(Point localization data)
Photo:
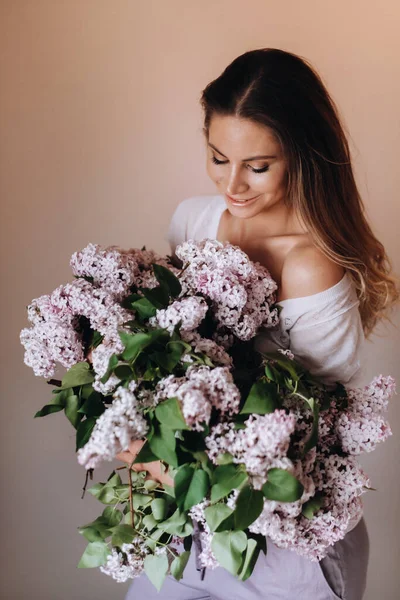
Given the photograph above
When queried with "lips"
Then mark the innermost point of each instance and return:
(237, 200)
(241, 202)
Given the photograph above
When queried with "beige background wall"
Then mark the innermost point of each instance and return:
(100, 139)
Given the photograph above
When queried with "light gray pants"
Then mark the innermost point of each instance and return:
(279, 575)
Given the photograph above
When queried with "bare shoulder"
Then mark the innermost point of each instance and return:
(306, 271)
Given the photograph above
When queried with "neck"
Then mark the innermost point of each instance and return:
(276, 221)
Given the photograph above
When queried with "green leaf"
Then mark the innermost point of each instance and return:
(282, 486)
(178, 565)
(150, 485)
(169, 413)
(140, 500)
(312, 506)
(156, 567)
(287, 364)
(77, 375)
(144, 308)
(249, 505)
(153, 538)
(134, 344)
(191, 486)
(84, 431)
(250, 559)
(313, 438)
(228, 548)
(215, 514)
(226, 478)
(95, 555)
(163, 444)
(149, 522)
(177, 524)
(93, 406)
(112, 516)
(122, 534)
(166, 278)
(122, 492)
(159, 508)
(112, 363)
(262, 398)
(97, 531)
(145, 454)
(123, 372)
(224, 458)
(71, 410)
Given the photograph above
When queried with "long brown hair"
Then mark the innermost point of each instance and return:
(282, 91)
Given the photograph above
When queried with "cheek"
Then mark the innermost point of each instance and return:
(213, 171)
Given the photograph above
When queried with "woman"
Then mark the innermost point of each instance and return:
(279, 158)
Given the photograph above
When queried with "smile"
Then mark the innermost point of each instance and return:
(241, 202)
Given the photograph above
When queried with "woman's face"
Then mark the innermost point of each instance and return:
(251, 171)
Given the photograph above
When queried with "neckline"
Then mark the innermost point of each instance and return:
(319, 297)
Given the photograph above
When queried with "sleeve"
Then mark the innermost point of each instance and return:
(330, 348)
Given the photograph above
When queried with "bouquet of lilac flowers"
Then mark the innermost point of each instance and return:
(257, 447)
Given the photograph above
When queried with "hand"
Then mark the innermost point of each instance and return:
(153, 468)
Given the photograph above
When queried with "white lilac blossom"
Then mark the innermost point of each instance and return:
(190, 312)
(206, 556)
(111, 269)
(241, 291)
(49, 343)
(56, 335)
(101, 309)
(128, 562)
(201, 389)
(342, 481)
(287, 353)
(361, 426)
(100, 359)
(114, 429)
(260, 446)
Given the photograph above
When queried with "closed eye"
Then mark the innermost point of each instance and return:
(222, 162)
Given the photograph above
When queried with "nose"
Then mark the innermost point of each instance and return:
(236, 183)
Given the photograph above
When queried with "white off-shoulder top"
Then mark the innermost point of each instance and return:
(323, 330)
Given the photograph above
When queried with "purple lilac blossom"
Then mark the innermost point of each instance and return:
(114, 429)
(201, 389)
(241, 291)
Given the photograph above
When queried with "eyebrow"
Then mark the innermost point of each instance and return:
(245, 159)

◆ ASSIGNMENT
Your answer should be the lines of the records that hold the string "lilac".

◆ EXERCISE RESPONSE
When queried with "bouquet of lilac flowers"
When queried with "white lilac blossom"
When queried with "purple lilac blossom"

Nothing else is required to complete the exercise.